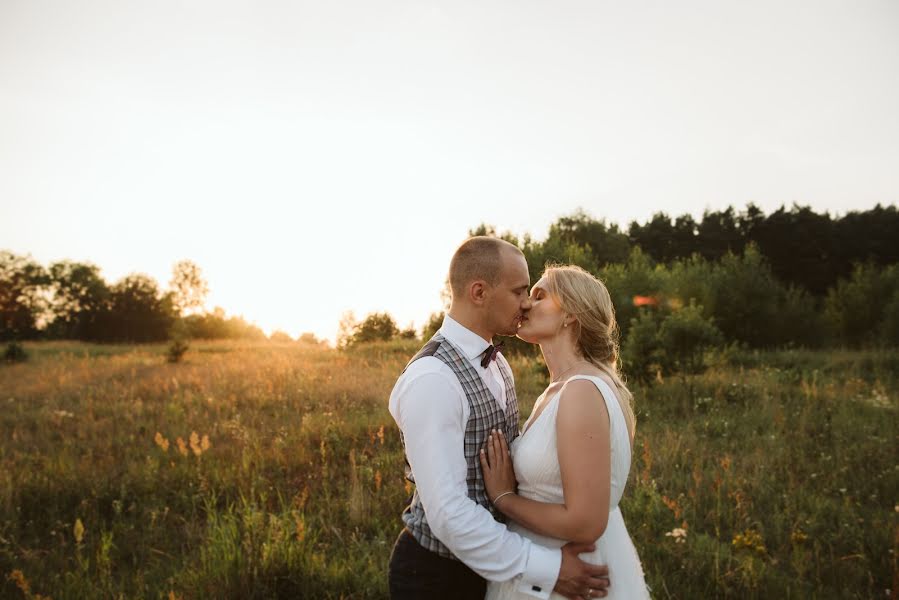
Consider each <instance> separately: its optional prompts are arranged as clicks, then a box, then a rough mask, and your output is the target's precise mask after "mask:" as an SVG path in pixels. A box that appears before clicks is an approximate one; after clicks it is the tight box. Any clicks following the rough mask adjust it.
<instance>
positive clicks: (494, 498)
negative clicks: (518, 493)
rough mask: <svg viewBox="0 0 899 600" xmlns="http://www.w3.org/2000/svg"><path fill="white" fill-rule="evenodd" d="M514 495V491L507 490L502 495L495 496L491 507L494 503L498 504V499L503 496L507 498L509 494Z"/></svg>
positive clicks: (493, 504)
☆ ☆ ☆ ☆ ☆
◆ EXERCISE REQUIREMENTS:
From the records above, copy every line that includes the word "rough".

◆ ANSWER BELOW:
Consider each <instance> separately: its optional prompts are arranged as clicks, then a box, then a rough mask, and your output is the target's precise mask after "mask:" as an SVG path in pixels. A box that appears before clicks is an approximate one; after clicks it is the tight box. Any clicks following the rough mask adjust it.
rough mask: <svg viewBox="0 0 899 600" xmlns="http://www.w3.org/2000/svg"><path fill="white" fill-rule="evenodd" d="M514 495V491L507 490L502 495L495 496L491 507L494 503L498 504V499L503 496L507 498L509 494Z"/></svg>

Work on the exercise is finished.